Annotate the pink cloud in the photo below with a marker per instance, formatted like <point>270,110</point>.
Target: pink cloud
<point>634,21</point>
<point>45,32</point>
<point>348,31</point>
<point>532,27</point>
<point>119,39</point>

----

• _The request_: Update the listing by replacing every instance of "pink cloud" with "gray cloud", keeping all other text the same.

• _Task output_:
Annotate the gray cloud in the photo below with a marker per instance, formatted like <point>270,110</point>.
Target: gray cloud
<point>634,21</point>
<point>45,32</point>
<point>348,31</point>
<point>532,27</point>
<point>119,39</point>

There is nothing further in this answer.